● **WHAT IS REQUIRED**: Format the entries below as a two-column CSV with the headers entry_text and answer, giving each entry one row. Put the entry's text and its answer each in a single quoted field, replace line breaks with spaces, and leave out the pictures.

* * *

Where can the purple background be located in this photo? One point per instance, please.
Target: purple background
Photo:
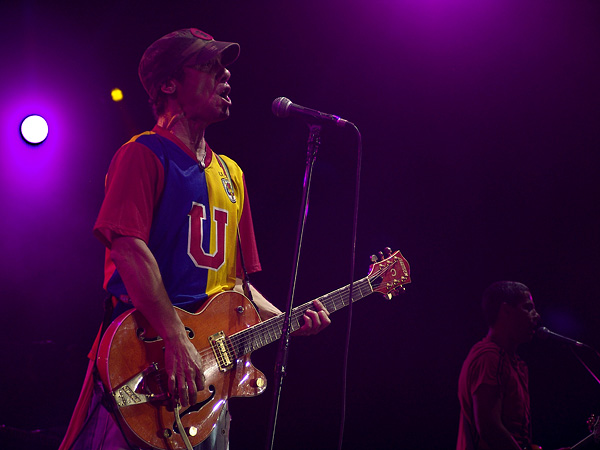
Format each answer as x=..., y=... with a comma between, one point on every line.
x=481, y=127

* * *

● **SOLUTION FOR THIS TASK**:
entry_text,answer
"Where can the purple background be located in this photo? One point per instance, please. Target: purple background Photo: Format each answer as x=..., y=... with a comma between, one point on every line.","x=481, y=127"